> What to produce
Give the entries again exactly, every one of them.

> Data excerpts
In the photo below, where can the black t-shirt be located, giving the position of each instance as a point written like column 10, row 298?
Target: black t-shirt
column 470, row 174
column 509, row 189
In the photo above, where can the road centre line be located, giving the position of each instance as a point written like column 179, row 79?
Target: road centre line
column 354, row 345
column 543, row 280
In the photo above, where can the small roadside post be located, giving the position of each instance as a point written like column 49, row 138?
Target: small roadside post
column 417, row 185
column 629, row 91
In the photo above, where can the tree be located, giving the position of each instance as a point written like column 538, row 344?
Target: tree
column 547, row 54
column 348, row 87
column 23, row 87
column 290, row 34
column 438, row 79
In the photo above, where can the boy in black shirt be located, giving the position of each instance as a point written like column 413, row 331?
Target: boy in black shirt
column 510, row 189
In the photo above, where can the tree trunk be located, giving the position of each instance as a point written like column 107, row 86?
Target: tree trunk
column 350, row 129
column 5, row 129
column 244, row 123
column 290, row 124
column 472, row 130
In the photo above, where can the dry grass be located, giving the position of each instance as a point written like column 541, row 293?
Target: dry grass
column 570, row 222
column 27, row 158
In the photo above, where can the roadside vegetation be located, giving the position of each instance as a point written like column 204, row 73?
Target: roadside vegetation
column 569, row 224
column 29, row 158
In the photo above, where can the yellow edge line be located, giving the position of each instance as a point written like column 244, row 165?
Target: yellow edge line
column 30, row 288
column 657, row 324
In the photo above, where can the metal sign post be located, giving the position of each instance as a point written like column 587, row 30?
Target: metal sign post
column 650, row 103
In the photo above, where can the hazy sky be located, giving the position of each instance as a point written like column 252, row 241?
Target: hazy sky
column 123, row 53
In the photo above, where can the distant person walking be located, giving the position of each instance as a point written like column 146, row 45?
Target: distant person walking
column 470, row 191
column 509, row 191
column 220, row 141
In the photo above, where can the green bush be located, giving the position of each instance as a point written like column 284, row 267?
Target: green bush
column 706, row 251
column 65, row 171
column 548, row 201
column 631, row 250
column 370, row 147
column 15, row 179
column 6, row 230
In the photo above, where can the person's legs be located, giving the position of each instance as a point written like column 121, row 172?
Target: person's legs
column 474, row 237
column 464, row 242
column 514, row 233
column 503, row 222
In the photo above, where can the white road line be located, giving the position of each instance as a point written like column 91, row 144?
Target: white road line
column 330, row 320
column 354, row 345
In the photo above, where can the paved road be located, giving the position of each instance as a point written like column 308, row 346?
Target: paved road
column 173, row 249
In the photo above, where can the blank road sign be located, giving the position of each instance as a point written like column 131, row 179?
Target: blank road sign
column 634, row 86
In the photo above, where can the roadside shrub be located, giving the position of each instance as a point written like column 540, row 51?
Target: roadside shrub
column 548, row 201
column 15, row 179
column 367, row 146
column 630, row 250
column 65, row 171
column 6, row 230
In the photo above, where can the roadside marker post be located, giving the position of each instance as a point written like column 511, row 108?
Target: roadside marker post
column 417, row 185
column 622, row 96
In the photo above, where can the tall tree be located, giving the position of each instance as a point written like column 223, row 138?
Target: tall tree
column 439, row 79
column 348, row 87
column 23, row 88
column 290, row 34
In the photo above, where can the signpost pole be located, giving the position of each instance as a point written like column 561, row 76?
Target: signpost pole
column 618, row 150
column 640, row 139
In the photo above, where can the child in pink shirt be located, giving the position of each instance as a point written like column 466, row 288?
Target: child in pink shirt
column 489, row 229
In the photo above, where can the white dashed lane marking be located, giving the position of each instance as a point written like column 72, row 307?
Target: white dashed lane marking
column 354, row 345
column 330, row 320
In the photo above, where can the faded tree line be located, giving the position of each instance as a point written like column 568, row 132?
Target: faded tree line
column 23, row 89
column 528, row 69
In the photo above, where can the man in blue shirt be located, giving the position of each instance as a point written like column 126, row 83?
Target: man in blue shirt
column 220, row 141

> Answer for the task
In the photo below, where can the black t-shirt be located, giving the position of each instance as a point written like column 10, row 298?
Target: black t-shirt
column 470, row 174
column 509, row 189
In the photo above, where can the road centre line be located, giving the position of each instance as a point written like column 179, row 79?
Target: road centre line
column 354, row 345
column 543, row 280
In the photo above, where can the small roadside post be located, giving the position of each instance as a point written like column 49, row 138?
Target: small roadside post
column 417, row 185
column 629, row 91
In the photo above, where can the tree be located, giving the position of each instance as a point written like column 538, row 344?
Target: tree
column 547, row 54
column 348, row 87
column 23, row 87
column 290, row 34
column 438, row 79
In the photo above, where can the boy in black shirt be located, giving the position of each instance as a point written like column 413, row 331?
Target: boy in black shirt
column 510, row 189
In the photo above, where can the tree trunk be located, giving the position of each instance as a point written like column 107, row 86?
Target: tree trunk
column 350, row 129
column 5, row 129
column 244, row 123
column 290, row 124
column 472, row 130
In the photo above, where can the dry grass be located, giving the position of each instance as a point written like column 541, row 293?
Target: dry grass
column 570, row 222
column 27, row 158
In the photo above, where can the roadside vegetation be located, giving the position of each instance as a point written like column 204, row 73?
Target: roadside vegetation
column 569, row 224
column 29, row 158
In the photo above, where can the yellow edge line be located, giving the position of each instance as a point written like column 244, row 165?
Target: yellow edge line
column 30, row 288
column 657, row 324
In the photo above, where can the metal sign post be located, giving the position of each instance as a point written like column 587, row 30?
Target: metal sign post
column 650, row 103
In the photo above, where can the hazy sky be located, giving the position of each instance as a point written like column 252, row 241?
Target: hazy sky
column 123, row 53
In the photo above, where can the distant person walking be located, giving the position of each instance as a point written like column 146, row 45?
Target: distant person walking
column 470, row 191
column 509, row 191
column 220, row 141
In the photo above, where can the green bush be located, giving the position of each instance as a point written like column 284, row 267?
Target: green bush
column 706, row 251
column 65, row 171
column 548, row 201
column 631, row 250
column 370, row 147
column 15, row 179
column 6, row 230
In the photo above, where can the person's legs be located, giving the position of each instance as a point written like column 121, row 172?
Target: person's legs
column 474, row 237
column 464, row 242
column 514, row 233
column 503, row 222
In the photo above, where can the white road line be located, giving the position of each instance as a point written like column 91, row 144?
Target: white road line
column 330, row 320
column 354, row 345
In the photo above, where can the paved road be located, giving the position of each instance as a point written like column 308, row 346?
Target: paved road
column 173, row 249
In the photo above, where can the blank road sign be located, giving the position of each instance as a point written like column 131, row 179?
Target: blank road sign
column 634, row 86
In the photo above, where can the roadside shrub be located, giving the position of each instance as a point written like column 540, row 51?
Target: roadside shrub
column 548, row 201
column 15, row 179
column 367, row 146
column 630, row 250
column 65, row 171
column 6, row 230
In the photo above, where can the roadside marker post be located, giving the position of each instance as a point written like column 511, row 108?
Target: roadside marker post
column 417, row 185
column 622, row 96
In the photo above, where can the tall tree be located, giving the position of each instance as a point written like column 223, row 138?
Target: tall tree
column 439, row 79
column 348, row 87
column 23, row 88
column 290, row 34
In the photo above, where can the signpost pole be located, giving the position of each instance as a point written like column 561, row 76?
Target: signpost pole
column 618, row 150
column 640, row 139
In the photo above, where can the child in pink shirt be located, giving the position of each instance as a point written like column 466, row 288?
Target: child in pink shirt
column 489, row 229
In the photo above, where can the white dashed lane marking be located, giving the position of each instance as a point written like column 72, row 307?
Target: white dashed lane marking
column 354, row 345
column 330, row 320
In the photo above, where can the faded tree line be located, giving the position of each instance as a point written like column 568, row 132?
Target: faded tree line
column 23, row 89
column 528, row 69
In the photo above, where can the man in blue shirt be located, giving the position of each instance as a point written like column 126, row 83?
Target: man in blue shirt
column 220, row 141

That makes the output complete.